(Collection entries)
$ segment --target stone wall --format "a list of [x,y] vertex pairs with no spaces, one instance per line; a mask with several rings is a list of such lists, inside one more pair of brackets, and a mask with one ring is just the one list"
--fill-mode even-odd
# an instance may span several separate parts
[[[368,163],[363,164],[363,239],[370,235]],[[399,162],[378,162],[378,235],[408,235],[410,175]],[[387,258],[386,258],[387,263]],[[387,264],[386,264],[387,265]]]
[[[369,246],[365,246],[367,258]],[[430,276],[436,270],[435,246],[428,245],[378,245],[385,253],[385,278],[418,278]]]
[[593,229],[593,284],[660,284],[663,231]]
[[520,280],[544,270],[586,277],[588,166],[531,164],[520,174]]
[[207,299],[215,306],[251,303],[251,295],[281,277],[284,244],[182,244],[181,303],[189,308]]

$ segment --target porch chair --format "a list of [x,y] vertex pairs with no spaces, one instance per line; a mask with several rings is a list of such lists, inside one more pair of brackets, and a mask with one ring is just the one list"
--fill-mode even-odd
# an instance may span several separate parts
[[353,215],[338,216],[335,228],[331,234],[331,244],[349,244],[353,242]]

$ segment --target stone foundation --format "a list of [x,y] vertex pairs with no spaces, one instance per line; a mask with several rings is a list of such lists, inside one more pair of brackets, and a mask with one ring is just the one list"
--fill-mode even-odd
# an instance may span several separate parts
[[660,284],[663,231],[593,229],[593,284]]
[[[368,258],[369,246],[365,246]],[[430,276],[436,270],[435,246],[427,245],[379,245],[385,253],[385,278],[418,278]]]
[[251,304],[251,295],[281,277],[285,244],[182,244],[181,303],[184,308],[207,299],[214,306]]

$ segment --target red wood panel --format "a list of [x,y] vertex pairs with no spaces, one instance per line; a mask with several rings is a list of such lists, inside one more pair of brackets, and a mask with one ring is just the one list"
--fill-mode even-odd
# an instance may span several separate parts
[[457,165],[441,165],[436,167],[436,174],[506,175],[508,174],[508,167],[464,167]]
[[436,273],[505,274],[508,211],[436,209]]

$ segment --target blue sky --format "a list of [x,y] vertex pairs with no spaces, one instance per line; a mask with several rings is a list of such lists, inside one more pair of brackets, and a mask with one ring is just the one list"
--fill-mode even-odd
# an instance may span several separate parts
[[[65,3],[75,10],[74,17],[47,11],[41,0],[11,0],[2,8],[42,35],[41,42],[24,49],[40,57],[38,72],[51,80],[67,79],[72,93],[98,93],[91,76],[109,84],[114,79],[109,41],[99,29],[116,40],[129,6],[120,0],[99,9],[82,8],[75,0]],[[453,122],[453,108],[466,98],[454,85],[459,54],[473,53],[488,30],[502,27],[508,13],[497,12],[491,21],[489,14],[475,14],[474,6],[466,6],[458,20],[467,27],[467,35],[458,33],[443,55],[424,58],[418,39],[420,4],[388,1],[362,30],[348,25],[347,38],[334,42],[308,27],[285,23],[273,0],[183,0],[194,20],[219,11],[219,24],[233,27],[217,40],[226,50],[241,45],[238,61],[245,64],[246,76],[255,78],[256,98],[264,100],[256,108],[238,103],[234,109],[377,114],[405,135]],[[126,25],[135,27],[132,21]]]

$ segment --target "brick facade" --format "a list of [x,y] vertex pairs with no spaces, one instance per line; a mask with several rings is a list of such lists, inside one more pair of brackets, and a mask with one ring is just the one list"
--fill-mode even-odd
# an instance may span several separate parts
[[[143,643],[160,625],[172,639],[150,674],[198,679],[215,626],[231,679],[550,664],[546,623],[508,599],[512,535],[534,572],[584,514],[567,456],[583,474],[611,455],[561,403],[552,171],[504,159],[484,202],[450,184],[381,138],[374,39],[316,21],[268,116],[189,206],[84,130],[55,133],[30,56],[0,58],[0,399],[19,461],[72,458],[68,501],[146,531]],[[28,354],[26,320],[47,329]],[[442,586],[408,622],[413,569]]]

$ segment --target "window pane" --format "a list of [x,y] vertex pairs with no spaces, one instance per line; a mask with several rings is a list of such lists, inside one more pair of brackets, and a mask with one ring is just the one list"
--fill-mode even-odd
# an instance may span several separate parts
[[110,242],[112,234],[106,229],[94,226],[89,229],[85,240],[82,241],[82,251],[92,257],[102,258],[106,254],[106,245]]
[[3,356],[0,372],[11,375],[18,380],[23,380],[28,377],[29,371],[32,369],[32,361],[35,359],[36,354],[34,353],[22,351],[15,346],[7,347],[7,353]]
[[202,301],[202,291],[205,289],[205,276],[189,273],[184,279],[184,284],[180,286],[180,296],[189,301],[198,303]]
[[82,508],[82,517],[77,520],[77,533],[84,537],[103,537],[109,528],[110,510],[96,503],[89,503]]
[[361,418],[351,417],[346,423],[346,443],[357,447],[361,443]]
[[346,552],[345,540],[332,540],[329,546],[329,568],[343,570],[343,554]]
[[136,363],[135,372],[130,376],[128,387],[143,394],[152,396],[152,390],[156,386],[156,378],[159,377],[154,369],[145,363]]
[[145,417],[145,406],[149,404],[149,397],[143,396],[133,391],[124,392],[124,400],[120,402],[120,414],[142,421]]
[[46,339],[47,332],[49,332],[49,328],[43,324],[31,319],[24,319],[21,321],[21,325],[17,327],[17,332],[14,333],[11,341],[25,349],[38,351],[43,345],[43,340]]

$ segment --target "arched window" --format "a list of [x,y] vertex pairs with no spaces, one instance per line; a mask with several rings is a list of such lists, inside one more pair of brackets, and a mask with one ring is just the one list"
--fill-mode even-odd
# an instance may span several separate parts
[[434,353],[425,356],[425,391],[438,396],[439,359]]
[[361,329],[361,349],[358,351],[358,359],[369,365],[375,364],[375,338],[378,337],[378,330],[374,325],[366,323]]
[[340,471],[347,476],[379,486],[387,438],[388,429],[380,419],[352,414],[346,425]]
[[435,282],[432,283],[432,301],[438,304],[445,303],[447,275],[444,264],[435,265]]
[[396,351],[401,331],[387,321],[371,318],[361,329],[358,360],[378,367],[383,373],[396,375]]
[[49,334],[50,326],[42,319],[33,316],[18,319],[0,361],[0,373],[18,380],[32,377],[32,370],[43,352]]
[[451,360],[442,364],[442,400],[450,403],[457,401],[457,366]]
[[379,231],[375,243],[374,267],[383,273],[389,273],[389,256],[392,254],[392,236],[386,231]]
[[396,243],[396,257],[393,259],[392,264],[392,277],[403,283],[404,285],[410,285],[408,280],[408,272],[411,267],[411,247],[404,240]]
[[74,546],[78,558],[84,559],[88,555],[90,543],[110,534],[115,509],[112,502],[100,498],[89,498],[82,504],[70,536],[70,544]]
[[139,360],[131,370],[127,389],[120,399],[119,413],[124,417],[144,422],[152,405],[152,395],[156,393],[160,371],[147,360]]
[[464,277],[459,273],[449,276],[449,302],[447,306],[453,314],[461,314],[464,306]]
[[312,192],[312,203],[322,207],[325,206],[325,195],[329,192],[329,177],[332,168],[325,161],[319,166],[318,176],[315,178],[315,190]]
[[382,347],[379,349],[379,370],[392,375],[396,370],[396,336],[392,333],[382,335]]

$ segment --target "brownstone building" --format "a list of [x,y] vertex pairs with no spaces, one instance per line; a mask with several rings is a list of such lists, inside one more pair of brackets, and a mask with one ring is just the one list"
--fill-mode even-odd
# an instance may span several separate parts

• [Exercise] Reproduce all of the material above with every "even-odd" swapped for "nonzero" and nothing else altered.

• [Solution to the problem]
$ segment --target stone wall --format "a list of [x,y] vertex pairs with no spaces, one instance per line; a mask with several rings is a list of such lists, inside one more pair of brackets, and a mask with one ring is just the one list"
--fill-mode nonzero
# an instance may span several separate parts
[[[368,163],[363,164],[363,239],[370,235]],[[399,162],[378,162],[378,235],[408,235],[410,175]],[[387,258],[386,258],[387,263]],[[387,264],[386,264],[387,265]]]
[[[369,246],[365,246],[367,258]],[[430,276],[436,270],[435,246],[428,245],[378,245],[385,253],[385,278],[418,278]]]
[[593,229],[593,284],[660,284],[663,231]]
[[520,280],[544,270],[586,277],[588,166],[531,164],[520,174]]
[[207,299],[215,306],[251,303],[251,295],[281,277],[284,244],[182,244],[181,303],[189,308]]

$ segment --target porch chair --format "a list of [x,y] vertex pairs with no spaces, one instance per line; a mask with several rings is a list of such lists, inside one more pair of brackets, and a mask with one ring is just the one list"
--fill-mode nonzero
# an instance may span several separate parts
[[353,215],[338,216],[335,228],[331,234],[331,244],[349,244],[353,242]]

$ segment --target stone foundation --format "a list of [x,y] vertex pairs with no spaces, one instance per line; a mask with several rings is a list of such lists, inside one more pair of brackets, and a mask with one ring is just the one list"
--fill-mode nonzero
# an instance may span several separate parts
[[660,284],[663,231],[593,229],[593,284]]
[[[368,258],[369,246],[365,246]],[[430,276],[436,270],[435,246],[427,245],[379,245],[385,253],[385,278],[418,278]]]
[[251,304],[251,295],[281,277],[285,244],[182,244],[181,303],[184,308],[207,299],[214,306]]

$ segment --target red wood panel --format "a list of [x,y] vertex pairs with no spaces, one instance per line; a mask with several rings is a list of such lists, inside one more pair of brackets, and a mask with one ring is just the one list"
--fill-mode nonzero
# an instance may span several separate parts
[[457,165],[441,165],[436,167],[436,174],[506,175],[508,174],[508,167],[464,167]]
[[436,273],[505,274],[508,211],[436,209]]

$ segment --target blue sky --format "a list of [x,y] vertex pairs with no spaces, one instance per line; a mask with several rings is a list of such lists, inside one more pair of brackets, and a mask with one ring is just the one list"
--fill-mode nonzero
# an instance may span several separate parts
[[[65,3],[75,10],[74,17],[47,11],[41,0],[11,0],[2,8],[42,35],[41,42],[24,49],[40,57],[38,72],[51,80],[67,79],[72,93],[98,93],[91,76],[109,84],[114,79],[109,41],[99,29],[116,40],[129,6],[120,0],[99,9],[82,8],[75,0]],[[453,122],[453,108],[466,98],[454,85],[459,54],[473,53],[488,30],[502,27],[508,13],[497,12],[491,21],[489,14],[475,14],[474,6],[466,6],[458,20],[467,27],[467,35],[458,33],[443,55],[424,58],[418,39],[420,4],[388,1],[362,30],[348,25],[347,38],[334,42],[308,27],[285,23],[273,0],[183,0],[194,20],[219,11],[219,24],[233,27],[217,40],[226,50],[241,45],[238,61],[245,64],[246,76],[255,78],[256,98],[264,100],[256,108],[238,103],[234,109],[377,114],[405,135]],[[126,25],[135,27],[132,21]]]

$ segment --target "brick facade" --format "a list of [x,y] vertex pairs with no spaces, one instance per line; a mask with several rings is a list of such lists, inside one more pair of brackets, and a mask with one ring is just the one list"
--fill-mode nonzero
# an instance may span several separate parts
[[[143,643],[160,625],[172,639],[150,674],[198,679],[215,626],[231,679],[550,664],[546,623],[508,599],[512,535],[534,572],[584,514],[567,456],[583,474],[611,455],[561,403],[552,171],[504,159],[484,202],[450,184],[381,138],[374,39],[316,21],[268,116],[189,206],[84,130],[55,133],[30,56],[0,58],[0,399],[19,461],[72,458],[68,501],[146,531]],[[28,354],[26,320],[47,329]],[[442,586],[408,622],[413,569]]]

$ segment --target "window pane" --format "a list of [x,y] vertex pairs with no spaces, one instance per line; a mask with several rings is a list of such lists, inside one more pair of brackets, and a mask with one ring is just the one list"
--fill-mode nonzero
# an instance may span several separate parts
[[110,242],[112,234],[106,229],[94,226],[89,229],[85,240],[82,241],[82,251],[92,257],[102,258],[106,254],[106,245]]
[[3,356],[0,372],[11,375],[18,380],[23,380],[28,377],[29,371],[32,369],[32,361],[35,359],[36,354],[34,353],[22,351],[15,346],[7,347],[7,353]]
[[202,301],[202,291],[205,289],[205,276],[189,273],[184,279],[184,284],[180,286],[180,296],[189,301],[198,303]]
[[82,508],[82,517],[77,520],[77,533],[84,537],[103,537],[109,528],[110,510],[96,503],[89,503]]
[[361,418],[351,417],[346,423],[346,443],[357,447],[361,443]]
[[346,552],[345,540],[332,540],[329,546],[329,568],[343,570],[343,554]]
[[136,363],[135,372],[130,376],[128,387],[143,394],[152,396],[152,390],[156,386],[156,378],[159,377],[154,369],[145,363]]
[[145,417],[145,406],[149,404],[149,397],[143,396],[133,391],[124,392],[124,400],[120,402],[120,414],[142,421]]
[[46,339],[47,332],[49,332],[49,328],[43,324],[31,319],[24,319],[21,321],[21,325],[17,327],[17,332],[14,333],[11,341],[25,349],[38,351],[43,345],[43,340]]

$ segment --target "arched window" --format "a list of [x,y] vertex pairs with no spaces, one instance per line; a mask with several rings is a list of such lists, inside one more pair of brackets, and a mask with one ring is just the one list"
--fill-mode nonzero
# an instance may span several separate parts
[[434,353],[425,356],[425,391],[438,396],[439,359]]
[[361,329],[361,349],[358,351],[358,359],[369,365],[375,364],[375,338],[378,337],[378,330],[374,325],[366,323]]
[[340,471],[347,476],[379,486],[387,438],[388,429],[380,419],[352,414],[346,425]]
[[435,282],[432,283],[432,301],[438,304],[445,303],[447,275],[444,264],[435,265]]
[[396,351],[401,331],[387,321],[371,318],[361,329],[358,360],[378,367],[383,373],[396,375]]
[[49,334],[50,326],[42,319],[33,316],[18,319],[0,361],[0,373],[18,380],[32,377],[32,370],[43,352]]
[[451,360],[442,364],[442,400],[450,403],[457,401],[457,366]]
[[379,231],[375,243],[374,267],[383,273],[389,273],[389,256],[392,254],[392,236],[386,231]]
[[396,243],[396,257],[393,259],[392,264],[392,277],[403,283],[404,285],[410,285],[408,280],[408,272],[411,267],[411,247],[404,240]]
[[74,546],[78,558],[84,559],[88,555],[90,543],[110,534],[115,509],[112,502],[100,498],[89,498],[82,504],[70,536],[70,544]]
[[139,360],[131,370],[127,389],[120,399],[119,413],[124,417],[144,422],[152,405],[152,395],[156,393],[160,371],[147,360]]
[[464,277],[459,273],[449,276],[449,302],[447,306],[453,314],[461,314],[464,306]]
[[312,192],[312,203],[322,207],[325,206],[325,195],[329,192],[329,177],[332,168],[325,161],[319,166],[318,176],[315,178],[315,190]]
[[382,347],[379,349],[379,370],[392,375],[396,370],[396,336],[392,333],[382,335]]

$ segment --target "brownstone building" --format "a list of [x,y] vertex pairs with no spaces, one instance per line; a mask with several rings is a list of such lists, inside one more pair of brackets, and a mask with one ring is just the one list"
--fill-mode nonzero
# an instance may span several separate parts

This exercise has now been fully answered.